From the records below, transcribe only the lines running from the one with "Target: tree trunk" through the one with "Target: child's shorts". Keep both of those end lines.

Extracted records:

• • • • • • •

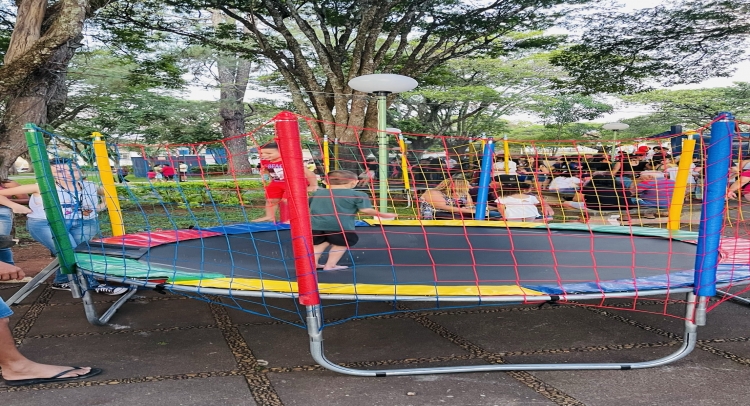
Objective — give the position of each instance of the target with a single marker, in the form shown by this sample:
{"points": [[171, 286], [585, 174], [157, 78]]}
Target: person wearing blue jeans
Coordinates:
{"points": [[10, 206], [18, 370], [6, 225], [79, 202]]}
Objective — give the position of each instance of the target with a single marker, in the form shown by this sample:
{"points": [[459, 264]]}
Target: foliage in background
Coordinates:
{"points": [[683, 41], [694, 107]]}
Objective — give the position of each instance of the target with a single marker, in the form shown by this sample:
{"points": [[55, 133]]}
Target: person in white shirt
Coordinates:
{"points": [[565, 183], [498, 168], [521, 205]]}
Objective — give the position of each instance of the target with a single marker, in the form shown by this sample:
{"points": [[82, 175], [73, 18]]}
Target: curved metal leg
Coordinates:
{"points": [[88, 302], [694, 311], [33, 283]]}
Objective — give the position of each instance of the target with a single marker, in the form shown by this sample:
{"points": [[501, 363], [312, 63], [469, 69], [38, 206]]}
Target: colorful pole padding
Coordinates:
{"points": [[50, 200], [404, 162], [484, 180], [108, 184], [506, 155], [718, 161], [680, 189], [326, 156], [290, 145]]}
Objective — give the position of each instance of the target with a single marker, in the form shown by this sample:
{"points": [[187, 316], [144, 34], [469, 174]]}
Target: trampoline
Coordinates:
{"points": [[432, 261], [415, 260]]}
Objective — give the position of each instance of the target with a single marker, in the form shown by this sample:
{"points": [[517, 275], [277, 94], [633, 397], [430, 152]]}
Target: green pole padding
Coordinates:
{"points": [[48, 190]]}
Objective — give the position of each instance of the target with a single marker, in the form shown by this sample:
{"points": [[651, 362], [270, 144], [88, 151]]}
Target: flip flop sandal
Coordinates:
{"points": [[56, 378]]}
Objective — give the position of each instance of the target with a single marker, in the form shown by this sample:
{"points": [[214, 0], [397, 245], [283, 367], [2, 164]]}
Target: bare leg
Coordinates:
{"points": [[15, 366], [271, 205], [319, 249], [334, 255]]}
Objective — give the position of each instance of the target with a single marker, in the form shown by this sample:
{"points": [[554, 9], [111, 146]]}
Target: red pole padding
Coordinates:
{"points": [[284, 209], [290, 147]]}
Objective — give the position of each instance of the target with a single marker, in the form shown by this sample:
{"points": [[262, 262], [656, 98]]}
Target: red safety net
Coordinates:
{"points": [[588, 222]]}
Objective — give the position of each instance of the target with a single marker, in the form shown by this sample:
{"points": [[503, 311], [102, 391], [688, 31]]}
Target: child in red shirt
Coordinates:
{"points": [[270, 162]]}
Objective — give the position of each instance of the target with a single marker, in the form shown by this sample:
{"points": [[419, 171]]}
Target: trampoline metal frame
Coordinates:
{"points": [[78, 285], [696, 310]]}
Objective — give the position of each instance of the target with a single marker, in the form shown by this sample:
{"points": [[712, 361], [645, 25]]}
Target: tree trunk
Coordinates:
{"points": [[234, 73], [32, 79]]}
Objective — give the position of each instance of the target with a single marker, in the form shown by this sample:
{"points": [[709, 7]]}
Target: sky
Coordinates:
{"points": [[622, 110]]}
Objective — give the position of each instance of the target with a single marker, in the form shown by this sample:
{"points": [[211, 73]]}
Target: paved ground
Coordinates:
{"points": [[170, 350]]}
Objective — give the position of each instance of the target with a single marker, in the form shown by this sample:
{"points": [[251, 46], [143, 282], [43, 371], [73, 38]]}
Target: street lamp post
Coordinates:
{"points": [[615, 127], [381, 85]]}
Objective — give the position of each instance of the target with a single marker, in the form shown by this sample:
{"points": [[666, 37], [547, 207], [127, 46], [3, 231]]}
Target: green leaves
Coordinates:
{"points": [[683, 42]]}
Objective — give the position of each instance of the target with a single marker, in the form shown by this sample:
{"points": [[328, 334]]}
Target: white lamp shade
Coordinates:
{"points": [[615, 126], [383, 82]]}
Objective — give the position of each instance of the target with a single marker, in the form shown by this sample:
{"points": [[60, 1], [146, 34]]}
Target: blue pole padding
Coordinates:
{"points": [[718, 161], [484, 180]]}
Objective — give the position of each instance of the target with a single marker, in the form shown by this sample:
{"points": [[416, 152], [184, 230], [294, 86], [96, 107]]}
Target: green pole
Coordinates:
{"points": [[48, 190], [383, 150]]}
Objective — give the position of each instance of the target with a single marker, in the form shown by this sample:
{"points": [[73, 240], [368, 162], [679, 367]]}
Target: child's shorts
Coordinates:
{"points": [[4, 309], [275, 190], [340, 238]]}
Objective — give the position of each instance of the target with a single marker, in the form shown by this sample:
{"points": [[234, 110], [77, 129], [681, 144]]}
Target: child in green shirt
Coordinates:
{"points": [[333, 212]]}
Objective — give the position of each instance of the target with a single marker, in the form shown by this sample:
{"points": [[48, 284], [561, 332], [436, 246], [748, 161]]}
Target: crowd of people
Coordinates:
{"points": [[642, 181]]}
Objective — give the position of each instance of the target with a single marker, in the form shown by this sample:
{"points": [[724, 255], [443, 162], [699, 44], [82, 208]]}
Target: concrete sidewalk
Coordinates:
{"points": [[169, 350]]}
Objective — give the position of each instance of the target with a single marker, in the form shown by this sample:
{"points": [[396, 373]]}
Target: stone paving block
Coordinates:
{"points": [[544, 329], [725, 321], [472, 389], [225, 391], [134, 314], [364, 340], [740, 349], [133, 355], [701, 379]]}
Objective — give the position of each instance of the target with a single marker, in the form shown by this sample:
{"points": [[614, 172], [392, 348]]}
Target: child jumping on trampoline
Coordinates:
{"points": [[273, 171], [333, 213]]}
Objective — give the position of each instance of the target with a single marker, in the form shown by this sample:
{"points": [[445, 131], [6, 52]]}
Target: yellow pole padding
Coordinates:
{"points": [[506, 154], [404, 162], [108, 184], [680, 187], [326, 156], [336, 153]]}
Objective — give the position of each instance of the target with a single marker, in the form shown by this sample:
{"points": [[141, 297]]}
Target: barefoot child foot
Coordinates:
{"points": [[332, 214]]}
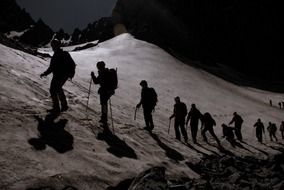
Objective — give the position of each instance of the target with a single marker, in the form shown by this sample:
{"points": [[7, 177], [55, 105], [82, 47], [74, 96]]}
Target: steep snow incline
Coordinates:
{"points": [[80, 154]]}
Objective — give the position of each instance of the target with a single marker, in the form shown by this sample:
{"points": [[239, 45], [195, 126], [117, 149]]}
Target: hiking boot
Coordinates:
{"points": [[64, 108], [54, 111]]}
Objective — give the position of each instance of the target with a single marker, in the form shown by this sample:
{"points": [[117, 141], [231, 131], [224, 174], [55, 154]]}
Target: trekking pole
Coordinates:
{"points": [[89, 92], [135, 114], [111, 115], [169, 126]]}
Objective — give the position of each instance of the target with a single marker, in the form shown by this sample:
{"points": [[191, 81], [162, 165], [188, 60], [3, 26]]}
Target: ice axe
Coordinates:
{"points": [[111, 115], [135, 113], [169, 126], [89, 92]]}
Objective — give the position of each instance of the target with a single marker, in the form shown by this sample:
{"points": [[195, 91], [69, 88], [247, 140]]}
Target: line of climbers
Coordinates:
{"points": [[63, 67]]}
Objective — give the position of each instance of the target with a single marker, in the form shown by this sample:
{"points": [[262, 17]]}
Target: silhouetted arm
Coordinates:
{"points": [[188, 117], [174, 113]]}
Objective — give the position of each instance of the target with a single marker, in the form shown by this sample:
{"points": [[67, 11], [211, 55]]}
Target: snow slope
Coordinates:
{"points": [[92, 160]]}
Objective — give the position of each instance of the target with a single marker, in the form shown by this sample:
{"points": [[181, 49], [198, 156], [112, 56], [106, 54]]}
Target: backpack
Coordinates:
{"points": [[184, 109], [153, 97], [112, 79]]}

• • • • • • •

Reply:
Target: tree trunk
Coordinates:
{"points": [[234, 73], [32, 79]]}
Objective — give the position of each instance of the target with a single marker, in the form shown by this sample:
{"points": [[709, 7]]}
Target: sky
Coordinates:
{"points": [[622, 110]]}
Objective — give the position of each instance of the target with a single marker, in the form shown by this sample:
{"points": [[211, 73]]}
Target: paved ground
Coordinates:
{"points": [[170, 350]]}
Objective — give the position of each instance of the target with a single marker, in the form shown by this sample:
{"points": [[251, 46], [143, 282], [43, 371], [73, 38]]}
Target: street lamp post
Coordinates:
{"points": [[615, 127], [381, 85]]}
Objective — give the position of each instance of the target with a single marker, in the form shown by this sample:
{"points": [[666, 37], [547, 207], [127, 46], [3, 231]]}
Target: green leaves
Coordinates:
{"points": [[683, 42]]}
Objective — give the position of each instance of the target with a single marker, in the form shown by this sample:
{"points": [[328, 334]]}
Target: white lamp shade
Coordinates:
{"points": [[615, 126], [383, 82]]}
Objective — give the position of each instance of the target with a single marker, in the form shown by this sample:
{"points": [[60, 1], [146, 34]]}
Target: blue pole padding
Coordinates:
{"points": [[718, 161], [484, 180]]}
Objective — give the position of each instance of the target with a single marker, in the form shown by this sample:
{"points": [[416, 152], [184, 230], [294, 86], [96, 107]]}
Target: green pole
Coordinates:
{"points": [[48, 190], [383, 150]]}
Objective — give the position of each instance of the target with a single marker, in the form shown by this sample:
{"points": [[73, 240], [368, 162], [679, 367]]}
Target: child's shorts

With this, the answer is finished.